▶ **What the exercise asks**: Go to the line in the data below that contains "Please locate the dark sky". Write it out exactly, along with every later line through the last, and nothing else.

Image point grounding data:
___
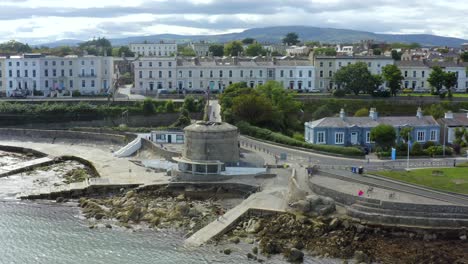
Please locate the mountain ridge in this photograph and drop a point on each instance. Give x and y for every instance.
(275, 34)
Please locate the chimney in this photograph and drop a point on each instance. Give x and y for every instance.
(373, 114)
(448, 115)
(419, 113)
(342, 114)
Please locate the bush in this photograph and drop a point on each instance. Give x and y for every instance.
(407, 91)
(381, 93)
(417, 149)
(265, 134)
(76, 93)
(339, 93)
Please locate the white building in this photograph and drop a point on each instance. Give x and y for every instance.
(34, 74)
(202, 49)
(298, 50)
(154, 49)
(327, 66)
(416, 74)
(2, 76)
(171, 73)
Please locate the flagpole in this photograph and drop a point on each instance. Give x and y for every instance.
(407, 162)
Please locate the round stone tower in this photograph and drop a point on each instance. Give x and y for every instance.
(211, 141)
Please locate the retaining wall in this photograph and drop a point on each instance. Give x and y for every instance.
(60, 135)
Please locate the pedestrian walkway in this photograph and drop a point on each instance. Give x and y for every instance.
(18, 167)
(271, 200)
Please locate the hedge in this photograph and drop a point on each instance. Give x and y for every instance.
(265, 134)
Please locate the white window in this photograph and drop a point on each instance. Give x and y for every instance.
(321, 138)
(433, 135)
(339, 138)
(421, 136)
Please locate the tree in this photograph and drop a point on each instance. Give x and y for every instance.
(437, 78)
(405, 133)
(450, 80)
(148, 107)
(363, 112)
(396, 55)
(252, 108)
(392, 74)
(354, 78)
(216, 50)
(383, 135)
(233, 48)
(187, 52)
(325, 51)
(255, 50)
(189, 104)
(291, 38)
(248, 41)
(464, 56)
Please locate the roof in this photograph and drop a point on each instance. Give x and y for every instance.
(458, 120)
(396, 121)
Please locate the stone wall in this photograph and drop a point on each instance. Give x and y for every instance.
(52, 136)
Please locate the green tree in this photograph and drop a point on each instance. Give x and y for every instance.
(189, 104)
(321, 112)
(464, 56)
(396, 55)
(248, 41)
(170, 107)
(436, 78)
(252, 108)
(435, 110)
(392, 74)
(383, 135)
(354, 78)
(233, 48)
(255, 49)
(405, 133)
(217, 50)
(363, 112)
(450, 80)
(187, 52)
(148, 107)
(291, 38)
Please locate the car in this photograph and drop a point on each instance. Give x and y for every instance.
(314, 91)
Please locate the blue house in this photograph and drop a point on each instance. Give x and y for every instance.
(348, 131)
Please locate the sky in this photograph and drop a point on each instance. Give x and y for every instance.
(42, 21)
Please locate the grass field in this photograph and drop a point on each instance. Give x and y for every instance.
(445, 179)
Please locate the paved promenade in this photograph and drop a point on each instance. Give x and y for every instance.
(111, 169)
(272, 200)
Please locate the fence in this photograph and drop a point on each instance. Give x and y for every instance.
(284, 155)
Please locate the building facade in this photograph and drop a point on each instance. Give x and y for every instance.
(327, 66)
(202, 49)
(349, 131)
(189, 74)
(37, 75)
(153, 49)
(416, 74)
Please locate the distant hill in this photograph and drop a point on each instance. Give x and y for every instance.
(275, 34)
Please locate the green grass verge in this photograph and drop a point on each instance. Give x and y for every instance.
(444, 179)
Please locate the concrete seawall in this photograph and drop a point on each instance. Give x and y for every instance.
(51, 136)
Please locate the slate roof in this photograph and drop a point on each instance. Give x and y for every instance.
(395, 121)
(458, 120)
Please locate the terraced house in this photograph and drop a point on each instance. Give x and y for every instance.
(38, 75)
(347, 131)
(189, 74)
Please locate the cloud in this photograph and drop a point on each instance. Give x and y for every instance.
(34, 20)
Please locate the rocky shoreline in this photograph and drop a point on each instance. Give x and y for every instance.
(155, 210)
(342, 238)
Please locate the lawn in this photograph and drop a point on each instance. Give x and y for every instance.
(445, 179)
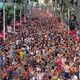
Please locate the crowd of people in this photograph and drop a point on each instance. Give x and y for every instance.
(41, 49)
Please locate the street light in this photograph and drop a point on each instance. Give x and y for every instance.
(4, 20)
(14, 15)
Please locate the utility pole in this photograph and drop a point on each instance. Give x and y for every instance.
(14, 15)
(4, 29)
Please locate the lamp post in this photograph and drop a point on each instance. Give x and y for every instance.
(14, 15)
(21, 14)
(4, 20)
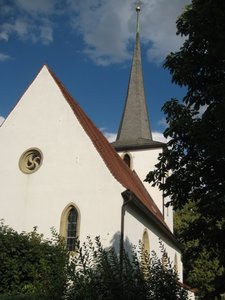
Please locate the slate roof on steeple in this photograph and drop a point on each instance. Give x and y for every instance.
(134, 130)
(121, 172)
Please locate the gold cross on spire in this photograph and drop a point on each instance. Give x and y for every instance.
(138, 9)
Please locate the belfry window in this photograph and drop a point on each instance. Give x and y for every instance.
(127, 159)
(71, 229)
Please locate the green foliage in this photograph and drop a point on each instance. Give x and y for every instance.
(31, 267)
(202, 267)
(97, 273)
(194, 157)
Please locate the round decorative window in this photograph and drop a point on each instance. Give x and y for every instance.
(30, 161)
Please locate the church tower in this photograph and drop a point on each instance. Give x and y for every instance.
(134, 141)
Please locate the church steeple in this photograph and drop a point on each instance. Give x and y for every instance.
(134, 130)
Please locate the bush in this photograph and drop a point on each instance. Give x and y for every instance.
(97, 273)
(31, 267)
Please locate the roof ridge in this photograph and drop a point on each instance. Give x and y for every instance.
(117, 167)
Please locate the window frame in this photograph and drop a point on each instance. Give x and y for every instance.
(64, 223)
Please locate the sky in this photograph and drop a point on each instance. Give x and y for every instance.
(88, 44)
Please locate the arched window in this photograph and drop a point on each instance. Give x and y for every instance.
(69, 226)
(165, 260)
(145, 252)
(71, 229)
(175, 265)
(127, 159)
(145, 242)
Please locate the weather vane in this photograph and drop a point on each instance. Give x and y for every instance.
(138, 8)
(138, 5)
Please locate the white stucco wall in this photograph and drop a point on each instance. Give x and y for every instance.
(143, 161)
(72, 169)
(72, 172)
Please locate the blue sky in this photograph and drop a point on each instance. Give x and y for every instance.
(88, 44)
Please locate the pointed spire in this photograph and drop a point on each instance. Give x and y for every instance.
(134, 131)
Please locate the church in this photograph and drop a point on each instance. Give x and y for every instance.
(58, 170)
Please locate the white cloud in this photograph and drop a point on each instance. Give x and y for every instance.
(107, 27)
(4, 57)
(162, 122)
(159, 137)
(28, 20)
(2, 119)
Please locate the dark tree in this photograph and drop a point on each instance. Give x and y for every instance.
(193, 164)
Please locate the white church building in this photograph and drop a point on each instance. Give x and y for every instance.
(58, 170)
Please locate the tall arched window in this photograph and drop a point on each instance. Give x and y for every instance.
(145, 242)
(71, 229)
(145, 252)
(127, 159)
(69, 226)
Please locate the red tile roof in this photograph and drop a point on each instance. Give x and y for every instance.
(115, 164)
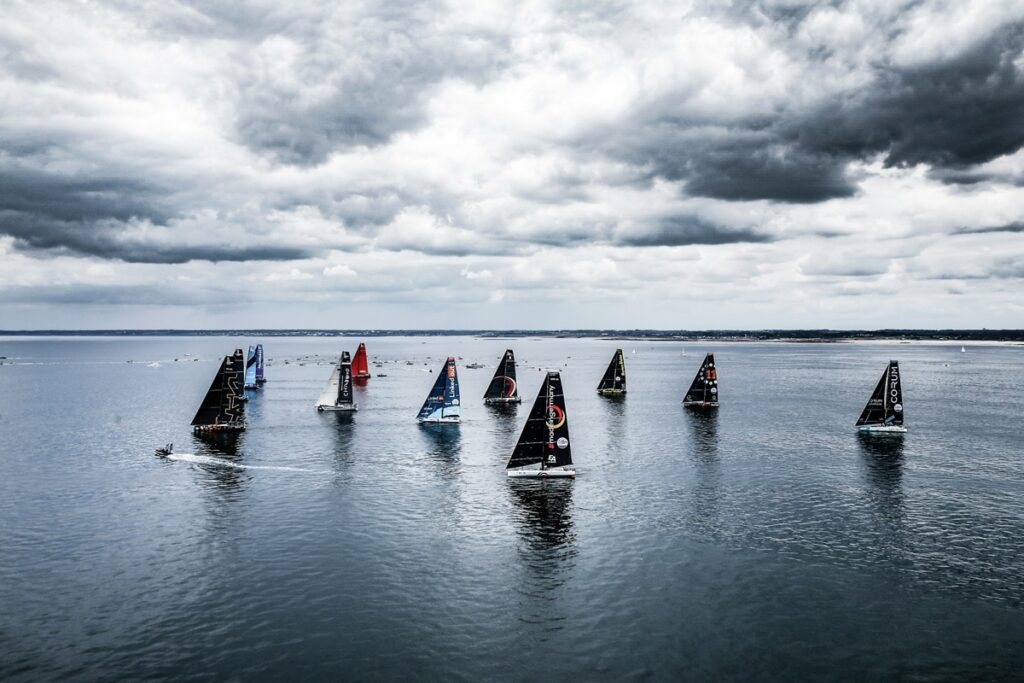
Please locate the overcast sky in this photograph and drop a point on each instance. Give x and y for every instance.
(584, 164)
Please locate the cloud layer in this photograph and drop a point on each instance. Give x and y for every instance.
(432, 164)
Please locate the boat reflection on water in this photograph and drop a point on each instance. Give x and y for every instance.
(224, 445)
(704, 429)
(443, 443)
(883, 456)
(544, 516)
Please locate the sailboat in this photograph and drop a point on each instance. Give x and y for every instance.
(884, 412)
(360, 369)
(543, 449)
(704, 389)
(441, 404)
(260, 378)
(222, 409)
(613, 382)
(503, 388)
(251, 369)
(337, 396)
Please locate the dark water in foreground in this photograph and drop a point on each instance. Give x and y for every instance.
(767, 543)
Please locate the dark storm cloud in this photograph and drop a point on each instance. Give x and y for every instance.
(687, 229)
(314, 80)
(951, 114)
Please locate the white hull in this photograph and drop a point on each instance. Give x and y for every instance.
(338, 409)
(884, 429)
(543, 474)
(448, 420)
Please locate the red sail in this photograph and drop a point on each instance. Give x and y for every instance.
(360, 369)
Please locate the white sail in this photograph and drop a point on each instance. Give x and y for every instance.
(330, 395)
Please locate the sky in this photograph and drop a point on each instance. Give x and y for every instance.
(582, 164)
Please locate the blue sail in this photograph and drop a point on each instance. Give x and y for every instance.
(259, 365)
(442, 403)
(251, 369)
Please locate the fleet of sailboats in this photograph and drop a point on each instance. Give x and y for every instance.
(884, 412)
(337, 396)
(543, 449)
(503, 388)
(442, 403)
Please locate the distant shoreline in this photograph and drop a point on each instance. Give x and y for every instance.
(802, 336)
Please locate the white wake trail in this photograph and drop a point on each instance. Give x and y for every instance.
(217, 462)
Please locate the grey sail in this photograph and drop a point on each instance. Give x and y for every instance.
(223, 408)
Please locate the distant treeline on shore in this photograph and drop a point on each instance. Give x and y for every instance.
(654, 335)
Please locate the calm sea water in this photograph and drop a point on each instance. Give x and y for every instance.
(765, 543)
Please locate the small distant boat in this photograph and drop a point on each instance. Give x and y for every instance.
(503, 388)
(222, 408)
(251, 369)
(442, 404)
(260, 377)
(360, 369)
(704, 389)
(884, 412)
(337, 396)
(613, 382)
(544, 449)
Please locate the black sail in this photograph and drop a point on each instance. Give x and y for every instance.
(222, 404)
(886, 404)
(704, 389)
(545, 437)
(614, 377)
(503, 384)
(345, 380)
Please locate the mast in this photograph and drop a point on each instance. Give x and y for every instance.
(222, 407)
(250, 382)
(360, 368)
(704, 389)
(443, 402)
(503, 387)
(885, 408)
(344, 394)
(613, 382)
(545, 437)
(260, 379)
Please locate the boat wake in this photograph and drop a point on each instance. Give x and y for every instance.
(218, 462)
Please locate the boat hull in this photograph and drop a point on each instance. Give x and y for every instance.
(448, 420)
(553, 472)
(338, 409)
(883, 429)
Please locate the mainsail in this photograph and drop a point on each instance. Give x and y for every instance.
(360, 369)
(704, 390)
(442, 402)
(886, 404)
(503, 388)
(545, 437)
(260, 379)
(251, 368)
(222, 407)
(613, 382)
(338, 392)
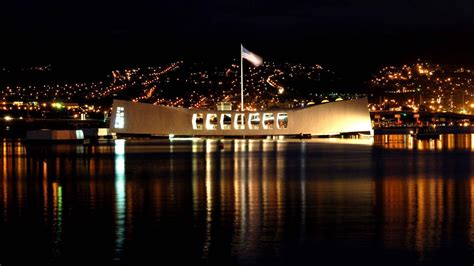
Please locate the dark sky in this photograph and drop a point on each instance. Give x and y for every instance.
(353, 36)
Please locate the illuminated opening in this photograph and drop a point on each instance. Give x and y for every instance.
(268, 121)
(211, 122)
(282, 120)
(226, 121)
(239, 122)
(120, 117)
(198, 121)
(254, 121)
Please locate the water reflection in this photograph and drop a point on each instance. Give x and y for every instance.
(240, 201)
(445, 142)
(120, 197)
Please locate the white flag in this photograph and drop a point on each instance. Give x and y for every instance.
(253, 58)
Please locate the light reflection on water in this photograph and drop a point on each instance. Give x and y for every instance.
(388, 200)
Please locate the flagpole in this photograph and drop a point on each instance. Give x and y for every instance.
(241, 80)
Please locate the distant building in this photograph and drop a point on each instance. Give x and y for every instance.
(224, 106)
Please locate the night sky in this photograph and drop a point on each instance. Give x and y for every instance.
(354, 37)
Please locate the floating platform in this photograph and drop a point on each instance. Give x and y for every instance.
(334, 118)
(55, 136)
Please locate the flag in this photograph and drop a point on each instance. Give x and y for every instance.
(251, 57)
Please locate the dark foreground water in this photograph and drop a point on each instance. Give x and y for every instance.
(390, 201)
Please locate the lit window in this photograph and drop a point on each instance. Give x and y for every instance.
___
▶ **Result for this task**:
Please locate the dark sky in this photograph and drop a point on each instance. Give x and y for every instance.
(353, 36)
Please locate the illuminated opening in this photograph and drop a point on each instance. Give x and y for every instance.
(268, 121)
(211, 122)
(282, 120)
(226, 121)
(239, 122)
(120, 117)
(198, 121)
(254, 121)
Please locate the water reflection in this photograph and drop a point on each instance. Give x and y for every instance.
(240, 201)
(445, 142)
(120, 197)
Please locate the white flag in this photograph and drop a point on each instance. Give x and y for every instance.
(253, 58)
Please locate the light reflection on water in this photograph and drop a point on each instance. Give x and y for every instance.
(388, 200)
Please locate the flagpole in this photograph and drop a point on each instance. Give x and y for every instance.
(241, 80)
Please locate the distant building in this photograph and drop a point on each instance. Give x and y for every instance.
(224, 106)
Please locate the night sky in this photograph and drop a point on each instance. Give x and y for every instance.
(354, 37)
Please locate the floating platform in this photograph and drop a point on each instance. Give x and y for every instance.
(334, 118)
(55, 136)
Please locate the flag in this photograph and drop a point on each instance. Give x and y for every instance.
(251, 57)
Please locate the dark foreground water in this photograph and drop a point on each instance. Give x and y for every instance.
(390, 201)
Please locate the lit window in this photograph and drop a point on each instance. Give x and y for every instance.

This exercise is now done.